» PAGE TEXT
################
What Controls Depth of Field in Photography

Knowing what controls depth of field (DoF) has the potential to greatly improve your photography. This is because depth of field has a huge impact on the overall feel of your photos.

In this guide, you are going to learn how to control depth of field by covering these topics:

  • Depth of field definition
  • Importance of depth of field
  • Factors affecting depth of field
  • Controlling depth of field to create amazing photos
  • Etc.

P.S. If you’re interested in seeing some of my best photography work, check out the Gallery or my Instagram. Some of my images are also available as photo prints, with a selection of my favorites HERE.

50 mm – f/2.8 – 1/400 – ISO 100 | View in Gallery

What is Depth of Field in Photography?

Depth of field is essentially the region within a photo that is in focus and sharp. Wherever you place your focus point within a scene will be the point that is tack sharp, but a percentage in front of and behind your focus point will also be acceptably sharp.

It is also important to know that it is not an equal zone in front of and behind the focus point that’s in focus. Rather, approximately ⅓ of your depth of field will be in front of the focus point and ⅔ behind.

The main factors that you can manipulate to control depth of field are aperture, focal length, and distance between you and your subject. These will be discussed further below.

Why is Depth of Field Important?

Controlling depth of field is super important because, at least in my opinion, it gives you the most artistic control of an image. Using the proper depth of field is the make-or-break aspect when it comes to vast landscapes and dreamy portraits.

For example, using shallow depth of field for a dreamy portrait is what allows for the subject to be tack sharp while the background is pleasingly blurred (bokeh). With a shallow depth of field, only a small portion of the scene will be in focus, which allows for excellent background separation. Using a deep depth of field in this scenario would result in the background also being in focus, likely resulting in many distracting elements throughout the scene.

On the other hand, with the vast landscape, you would want a deep depth of field to ensure the photo is sharp from corner to corner. This is an important thing to consider when you are facing a beautiful vista. Nothing would be worse than getting your photos onto the computer and realizing that the mountains in the background are soft.

Other shallow depth of field examples could be isolating an animal in wildlife photography, flower pictures in macro photography, or if you want to isolate a single subject in street photography.

Alternatively, you may choose to utilize a deep depth of field in wildlife photography if you also want to capture the animal’s habitat or in portrait photography if you are photographing a group.
################
» RECORDED INFORMATION
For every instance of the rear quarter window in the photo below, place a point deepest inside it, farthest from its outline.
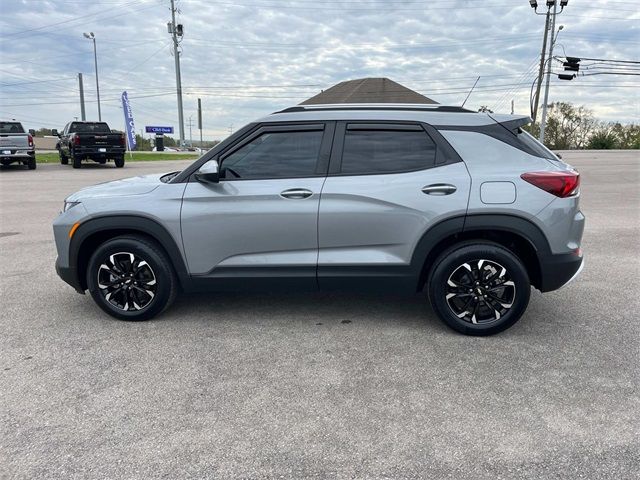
(11, 127)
################
» WHAT THIS EXERCISE ASKS
1. Do these statements agree with the depth of field guide? For each, answer yes or no and quote the guide's deciding words. (a) Roughly two-thirds of the depth of field falls behind the focus point. (b) The guide recommends a deep depth of field for dreamy portraits. (c) ISO is named as one of the main factors you can manipulate to control depth of field.
2. Carry on the depth of field guide from its final sentence.

» ANSWERS GIVEN
1.
(a) Yes: "approximately ⅓ of your depth of field will be in front of the focus point and ⅔ behind."
(b) No: "using shallow depth of field for a dreamy portrait is what allows for the subject to be tack sharp while the background is pleasingly blurred (bokeh)."
(c) No: "The main factors that you can manipulate to control depth of field are aperture, focal length, and distance between you and your subject."

2.
600 mm – f/6.3 – 1/200 – ISO 300 | View in Gallery

Factors Affecting Depth of Field:

What controls depth of field is a combination of three variables: aperture, focal length, and the distance between you and the subject. It’s important to understand how these three variables work together because there may be times that you don’t have control of one of them.

For example, you don’t need to feel limited if you don’t have the money to buy these big expensive lenses (side note, the best gear is the gear you already have). If you don’t have a lens that opens up to f/2.8, try getting closer to your subject and you will see that great bokeh!

Now let me explain them.

Aperture (f-stop):

Aperture is a key factor affecting depth of field. I discuss aperture in greater detail in my exposure triangle article, which you can find HERE.

However, to recap, the aperture of your lens is the hole that allows light to pass through the lens to the sensor. The smaller the number, the larger the aperture, and vice versa. The larger the aperture, the more shallow the resulting depth of field will be, and vice versa.

The way I think of it is:

  • Small f-stop number (large aperture hole) = less in focus (shallow depth of field)
  • Large f-stop number (small aperture hole) = more in focus (deep depth of field)

So in general, if I am photographing a landscape and want a deep depth of field to produce an image that is sharp from front to back, I will often select an aperture (f-stop) of around f/11. On the other hand, if I am taking a portrait I will open up the aperture (f-stop) to somewhere around f/4 or f/2.8 to blur the background somewhat.

Distance Between Lens and Subject:

The next variable that will affect your depth of field is the distance between you and the subject that you have focused on.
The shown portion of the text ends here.